◆ The exercise ◆
Quote the listing below in its entirety.

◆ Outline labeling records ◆
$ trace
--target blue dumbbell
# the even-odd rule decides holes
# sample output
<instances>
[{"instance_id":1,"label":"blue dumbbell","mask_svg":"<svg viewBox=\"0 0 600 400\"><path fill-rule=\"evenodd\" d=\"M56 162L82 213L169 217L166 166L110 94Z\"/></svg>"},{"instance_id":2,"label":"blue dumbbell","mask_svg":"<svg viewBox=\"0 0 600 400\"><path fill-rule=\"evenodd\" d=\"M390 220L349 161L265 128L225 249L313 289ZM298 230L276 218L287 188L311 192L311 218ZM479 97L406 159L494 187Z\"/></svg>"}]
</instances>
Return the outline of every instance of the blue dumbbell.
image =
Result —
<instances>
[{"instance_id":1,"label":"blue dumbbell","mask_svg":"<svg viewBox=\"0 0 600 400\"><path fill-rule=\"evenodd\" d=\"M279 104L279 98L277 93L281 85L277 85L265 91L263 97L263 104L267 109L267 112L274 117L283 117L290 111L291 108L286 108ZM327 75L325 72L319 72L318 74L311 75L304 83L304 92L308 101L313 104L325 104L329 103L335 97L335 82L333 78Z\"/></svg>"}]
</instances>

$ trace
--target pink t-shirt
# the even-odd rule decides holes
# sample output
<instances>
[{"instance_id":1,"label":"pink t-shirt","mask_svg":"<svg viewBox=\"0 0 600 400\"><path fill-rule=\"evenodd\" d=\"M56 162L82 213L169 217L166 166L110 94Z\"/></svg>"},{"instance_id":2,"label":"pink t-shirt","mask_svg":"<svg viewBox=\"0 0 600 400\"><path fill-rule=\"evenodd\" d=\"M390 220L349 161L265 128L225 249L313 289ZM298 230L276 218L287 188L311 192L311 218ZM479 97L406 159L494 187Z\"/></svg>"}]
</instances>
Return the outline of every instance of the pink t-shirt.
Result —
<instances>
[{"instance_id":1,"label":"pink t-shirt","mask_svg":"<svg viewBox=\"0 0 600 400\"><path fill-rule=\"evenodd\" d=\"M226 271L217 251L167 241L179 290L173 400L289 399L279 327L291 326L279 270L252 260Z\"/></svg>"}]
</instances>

◆ Response to the exercise ◆
$ trace
--target blue dumbbell
# the even-odd rule decides holes
# sample output
<instances>
[{"instance_id":1,"label":"blue dumbbell","mask_svg":"<svg viewBox=\"0 0 600 400\"><path fill-rule=\"evenodd\" d=\"M56 162L82 213L169 217L166 166L110 94Z\"/></svg>"},{"instance_id":2,"label":"blue dumbbell","mask_svg":"<svg viewBox=\"0 0 600 400\"><path fill-rule=\"evenodd\" d=\"M390 220L349 161L265 128L225 249L313 289ZM298 230L276 218L287 188L311 192L311 218ZM479 97L406 159L494 187Z\"/></svg>"}]
</instances>
Return the outline of every instance of the blue dumbbell.
image =
Result —
<instances>
[{"instance_id":1,"label":"blue dumbbell","mask_svg":"<svg viewBox=\"0 0 600 400\"><path fill-rule=\"evenodd\" d=\"M279 104L279 98L277 93L281 85L277 85L265 91L263 97L263 104L267 109L267 112L274 117L283 117L290 111L291 108L286 108ZM327 75L325 72L319 72L318 74L311 75L304 83L304 92L308 101L313 104L325 104L329 103L335 97L335 82L333 78Z\"/></svg>"}]
</instances>

$ trace
--target pink t-shirt
# the even-odd rule decides holes
# sample output
<instances>
[{"instance_id":1,"label":"pink t-shirt","mask_svg":"<svg viewBox=\"0 0 600 400\"><path fill-rule=\"evenodd\" d=\"M56 162L82 213L169 217L166 166L110 94Z\"/></svg>"},{"instance_id":2,"label":"pink t-shirt","mask_svg":"<svg viewBox=\"0 0 600 400\"><path fill-rule=\"evenodd\" d=\"M390 220L349 161L265 128L225 249L313 289ZM298 230L276 218L287 188L311 192L311 218ZM479 97L406 159L494 187Z\"/></svg>"}]
</instances>
Return the outline of every instance of the pink t-shirt.
Result —
<instances>
[{"instance_id":1,"label":"pink t-shirt","mask_svg":"<svg viewBox=\"0 0 600 400\"><path fill-rule=\"evenodd\" d=\"M226 271L217 251L167 241L179 290L173 400L289 399L279 327L291 326L279 270L252 260Z\"/></svg>"}]
</instances>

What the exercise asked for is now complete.